* Your instructions *
Read the listing and extract each line that includes the word "white".

* Material provided *
----------------------------------------
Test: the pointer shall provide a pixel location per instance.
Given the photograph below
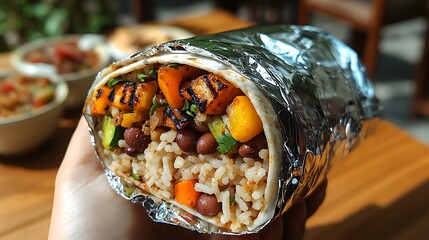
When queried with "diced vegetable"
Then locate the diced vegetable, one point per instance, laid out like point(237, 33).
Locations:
point(145, 92)
point(100, 101)
point(244, 122)
point(227, 144)
point(111, 133)
point(128, 119)
point(133, 95)
point(169, 79)
point(185, 193)
point(217, 127)
point(211, 93)
point(175, 118)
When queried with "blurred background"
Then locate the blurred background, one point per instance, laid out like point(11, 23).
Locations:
point(391, 46)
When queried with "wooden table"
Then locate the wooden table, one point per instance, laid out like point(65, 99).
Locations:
point(381, 190)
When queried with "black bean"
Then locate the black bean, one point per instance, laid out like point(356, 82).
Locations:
point(186, 139)
point(208, 205)
point(200, 127)
point(252, 147)
point(131, 151)
point(206, 144)
point(135, 138)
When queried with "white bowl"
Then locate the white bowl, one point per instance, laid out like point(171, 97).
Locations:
point(78, 82)
point(22, 133)
point(122, 41)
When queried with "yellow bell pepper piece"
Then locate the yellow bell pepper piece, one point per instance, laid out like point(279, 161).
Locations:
point(244, 122)
point(128, 119)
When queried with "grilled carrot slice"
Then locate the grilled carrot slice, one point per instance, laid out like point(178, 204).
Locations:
point(169, 79)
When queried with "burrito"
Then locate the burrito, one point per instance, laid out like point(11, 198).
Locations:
point(208, 138)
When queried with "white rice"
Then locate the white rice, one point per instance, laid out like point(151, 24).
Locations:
point(238, 184)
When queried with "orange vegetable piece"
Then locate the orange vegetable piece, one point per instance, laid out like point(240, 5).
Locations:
point(132, 95)
point(213, 93)
point(100, 103)
point(244, 122)
point(185, 193)
point(145, 92)
point(128, 119)
point(169, 79)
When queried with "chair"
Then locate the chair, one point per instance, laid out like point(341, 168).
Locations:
point(366, 18)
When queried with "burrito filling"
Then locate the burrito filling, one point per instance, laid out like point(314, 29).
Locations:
point(187, 136)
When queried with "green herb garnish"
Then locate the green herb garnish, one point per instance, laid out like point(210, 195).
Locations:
point(231, 200)
point(114, 81)
point(128, 191)
point(156, 105)
point(226, 142)
point(135, 176)
point(153, 73)
point(174, 65)
point(191, 110)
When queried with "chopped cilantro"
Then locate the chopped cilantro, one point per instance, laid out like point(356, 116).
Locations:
point(153, 73)
point(128, 191)
point(231, 200)
point(226, 142)
point(174, 65)
point(114, 81)
point(191, 110)
point(185, 105)
point(156, 105)
point(142, 77)
point(135, 176)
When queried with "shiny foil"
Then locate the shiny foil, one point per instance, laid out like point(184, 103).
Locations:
point(318, 88)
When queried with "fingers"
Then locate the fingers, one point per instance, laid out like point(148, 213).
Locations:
point(242, 237)
point(80, 150)
point(80, 163)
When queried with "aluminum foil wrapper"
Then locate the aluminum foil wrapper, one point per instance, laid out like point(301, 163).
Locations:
point(318, 88)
----------------------------------------
* Reply to the exercise *
When queried with "white bowl"
Then locate the white bowl, one point per instance, laid out like point(171, 97).
When queried with "white rice"
Then locate the white rice, one point per instance, laid out like point(151, 24).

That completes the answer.